PASSAGE
■ ■ ■ ■ ■
SECTION 16(a) BENEFICIAL OWNERSHIP
REPORTING COMPLIANCE
        Section 16(a) of the Securities Exchange Act of 1934 requires TSYS’ officers and directors, and persons who own more than ten percent of TSYS stock, to file reports of ownership and changes in ownership on Forms 3, 4 and 5 with the Securities and Exchange Commission and the New York Stock Exchange. Officers, directors and greater than ten percent shareholders are required by SEC regulations to furnish TSYS with copies of all Section 16(a) forms they file.
      To TSYS’ knowledge, based solely on its review of the copies of such forms received by it, and written representations from certain reporting persons that no Forms 5 were required for those persons, TSYS believes that during the fiscal year ended December 31, 2005, all Section 16(a) filing requirements applicable to its officers, directors and greater than ten percent beneficial owners were complied with.
SHAREHOLDER PROPOSALS AND NOMINATIONS
        In order for a shareholder proposal to be considered for inclusion in TSYS’ Proxy Statement for the 2007 Annual Meeting of Shareholders, the written proposal must be received by the Corporate Secretary of TSYS at the address below. The Corporate Secretary must receive the proposal no later than November 20, 2006. The proposal will also need to comply with the SEC’s regulations under Rule 14a-8 regarding the inclusion of shareholder proposals in company sponsored proxy materials. Proposals should be addressed to:
Corporate Secretary
Total System Services, Inc.
■ ■ ■ ■ ■
PROVIDED DATA
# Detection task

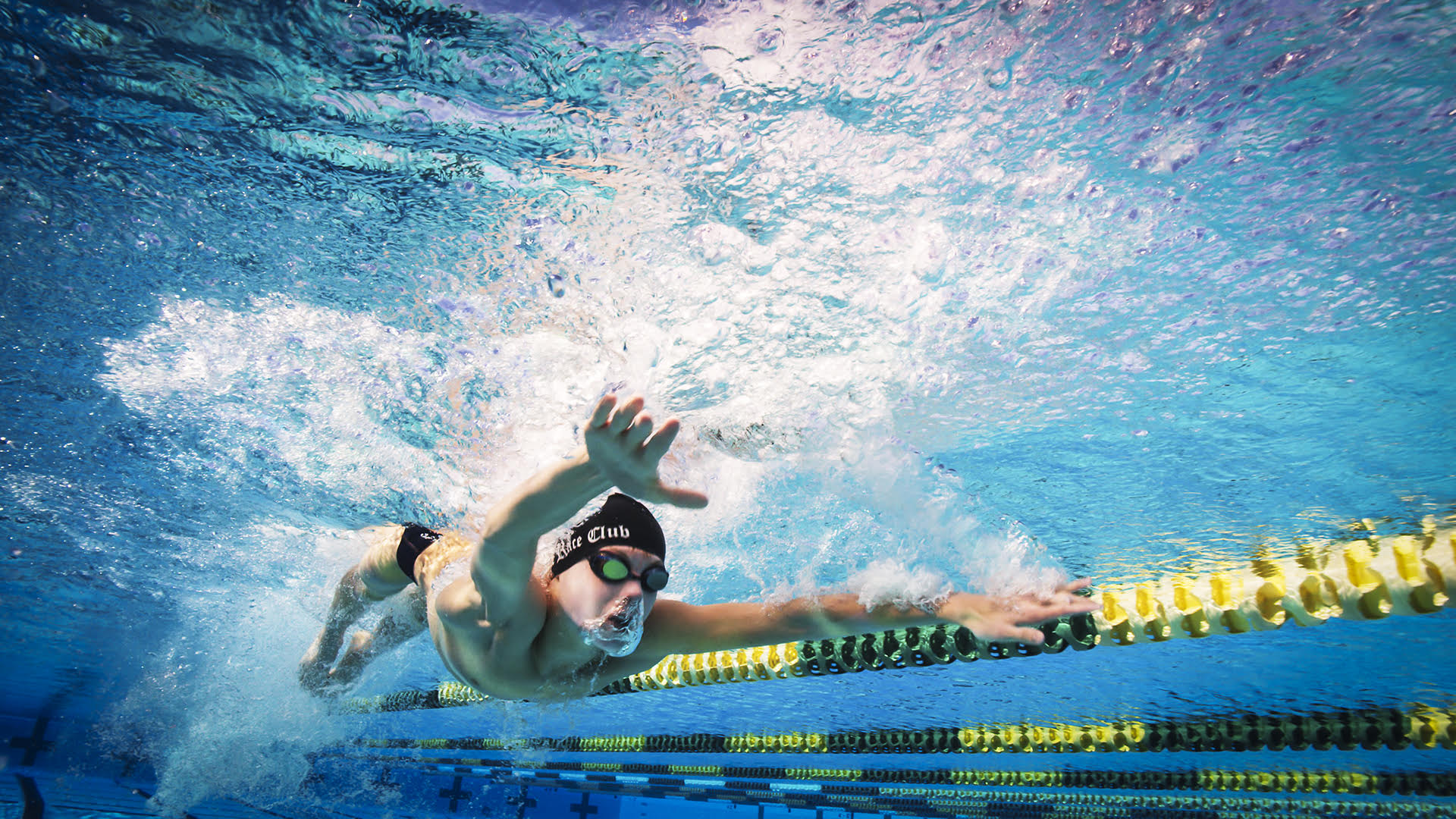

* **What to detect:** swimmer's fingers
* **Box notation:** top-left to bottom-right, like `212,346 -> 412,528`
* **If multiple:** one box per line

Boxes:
1015,592 -> 1102,623
587,392 -> 617,430
607,395 -> 646,435
642,419 -> 682,463
622,413 -> 652,450
652,484 -> 708,509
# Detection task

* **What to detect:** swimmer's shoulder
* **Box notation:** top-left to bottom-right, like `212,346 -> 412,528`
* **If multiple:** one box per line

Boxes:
435,574 -> 549,645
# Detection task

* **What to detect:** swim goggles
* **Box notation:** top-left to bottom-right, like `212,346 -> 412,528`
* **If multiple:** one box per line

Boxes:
587,552 -> 668,592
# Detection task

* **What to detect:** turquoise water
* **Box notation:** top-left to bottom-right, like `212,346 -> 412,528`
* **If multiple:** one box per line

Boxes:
0,0 -> 1456,819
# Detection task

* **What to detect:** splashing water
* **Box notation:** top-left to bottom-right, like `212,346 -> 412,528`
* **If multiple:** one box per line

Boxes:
0,0 -> 1456,809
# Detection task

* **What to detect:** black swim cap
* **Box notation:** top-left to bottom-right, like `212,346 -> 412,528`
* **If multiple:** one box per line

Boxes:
551,493 -> 667,577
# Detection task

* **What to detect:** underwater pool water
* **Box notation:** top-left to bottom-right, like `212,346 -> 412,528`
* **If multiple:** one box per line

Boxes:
0,0 -> 1456,819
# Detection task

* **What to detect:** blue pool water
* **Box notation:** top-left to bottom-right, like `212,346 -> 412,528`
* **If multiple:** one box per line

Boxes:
0,0 -> 1456,819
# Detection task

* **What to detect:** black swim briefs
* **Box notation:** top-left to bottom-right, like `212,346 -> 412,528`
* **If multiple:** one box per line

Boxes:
394,523 -> 440,583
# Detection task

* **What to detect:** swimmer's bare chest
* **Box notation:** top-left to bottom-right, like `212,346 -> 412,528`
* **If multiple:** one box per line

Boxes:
429,579 -> 610,701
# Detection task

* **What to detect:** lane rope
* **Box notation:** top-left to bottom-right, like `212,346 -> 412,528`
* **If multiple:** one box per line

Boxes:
337,516 -> 1456,714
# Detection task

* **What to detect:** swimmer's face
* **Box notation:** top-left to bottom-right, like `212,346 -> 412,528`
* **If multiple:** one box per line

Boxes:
552,547 -> 663,657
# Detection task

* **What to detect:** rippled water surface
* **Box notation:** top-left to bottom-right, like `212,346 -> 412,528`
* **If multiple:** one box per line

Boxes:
0,0 -> 1456,804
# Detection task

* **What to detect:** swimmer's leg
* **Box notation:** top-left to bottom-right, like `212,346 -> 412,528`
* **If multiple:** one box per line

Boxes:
329,586 -> 425,685
299,526 -> 410,694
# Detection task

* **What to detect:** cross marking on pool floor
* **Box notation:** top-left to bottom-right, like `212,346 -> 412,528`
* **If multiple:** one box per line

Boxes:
571,792 -> 597,819
10,717 -> 55,765
440,777 -> 470,813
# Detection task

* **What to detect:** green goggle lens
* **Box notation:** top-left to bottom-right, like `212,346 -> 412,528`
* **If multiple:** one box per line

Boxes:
587,552 -> 668,592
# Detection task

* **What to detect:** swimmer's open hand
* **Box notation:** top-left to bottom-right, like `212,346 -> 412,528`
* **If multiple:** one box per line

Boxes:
585,394 -> 708,509
937,577 -> 1102,645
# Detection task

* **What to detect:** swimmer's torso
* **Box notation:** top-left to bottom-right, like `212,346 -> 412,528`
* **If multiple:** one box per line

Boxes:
415,532 -> 642,699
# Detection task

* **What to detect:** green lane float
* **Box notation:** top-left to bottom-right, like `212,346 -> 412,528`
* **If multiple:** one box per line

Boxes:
359,707 -> 1456,754
342,517 -> 1456,713
322,756 -> 1456,805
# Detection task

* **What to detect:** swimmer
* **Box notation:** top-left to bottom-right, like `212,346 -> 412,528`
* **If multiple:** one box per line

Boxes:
299,395 -> 1100,699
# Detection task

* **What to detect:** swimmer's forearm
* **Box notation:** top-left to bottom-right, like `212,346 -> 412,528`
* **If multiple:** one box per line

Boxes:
791,595 -> 946,640
483,449 -> 611,544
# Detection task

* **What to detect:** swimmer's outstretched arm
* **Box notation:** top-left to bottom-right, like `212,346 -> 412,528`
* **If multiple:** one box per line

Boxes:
633,579 -> 1102,661
470,395 -> 708,614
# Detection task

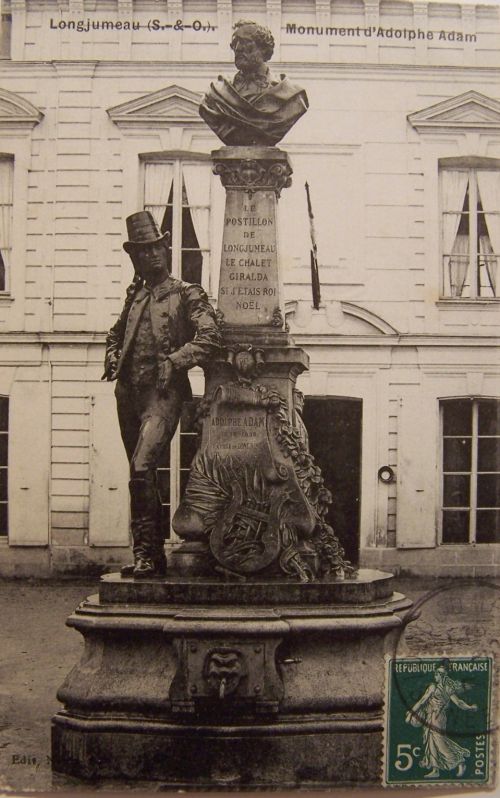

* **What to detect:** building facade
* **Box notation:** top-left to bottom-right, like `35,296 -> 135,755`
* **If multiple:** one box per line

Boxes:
0,0 -> 500,576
■ ■ ■ ■ ■
DIRECTIONS
A – By what date must the Corporate Secretary receive a shareholder proposal for it to be considered for TSYS' 2007 proxy statement, according to the TSYS proxy statement excerpt?
B – Write the next part of the TSYS proxy statement excerpt, picking up right after its last line.

RESULTS FOR EACH TASK
A – November 20, 2006.

B –
1111 Bay Avenue, Suite 500
Columbus, Georgia 31901
      For a shareholder proposal that is not intended to be included in TSYS’ Proxy Statement, or if you want to nominate a person for election as a director, you must provide written notice to the Corporate Secretary at the address above. The Secretary must receive this notice not earlier than December 20, 2006 and not later than February 3, 2007. The notice of a proposed item of business must provide information as required in the bylaws of TSYS which, in general, require that the notice include for each matter a brief description of the matter to be brought before the meeting; the reason for bringing the matter before the meeting; your name, address, and number of shares you own; and any material interest you have in the proposal.
      The notice of a proposed director nomination must provide information as required in the bylaws of TSYS which, in general, require that the notice of a director nomination include your name, address and the number of shares you own; the name, age, business address, residence address and principal occupation of the nominee; and the number of shares beneficially owned by the nominee. It must also include the information that would be required to be disclosed in the solicitation of proxies for the election of a director under federal securities laws. You must submit the nominee’s consent to be elected and to serve. A copy of the bylaw requirements will be provided upon request to the Corporate Secretary at the address above.

30


Table of Contents

GENERAL INFORMATION
Financial Information
      Detailed financial information for TSYS and its subsidiaries for its 2005 fiscal year is included in TSYS’ 2005 Annual Report that is being mailed to TSYS’ shareholders together with this Proxy Statement.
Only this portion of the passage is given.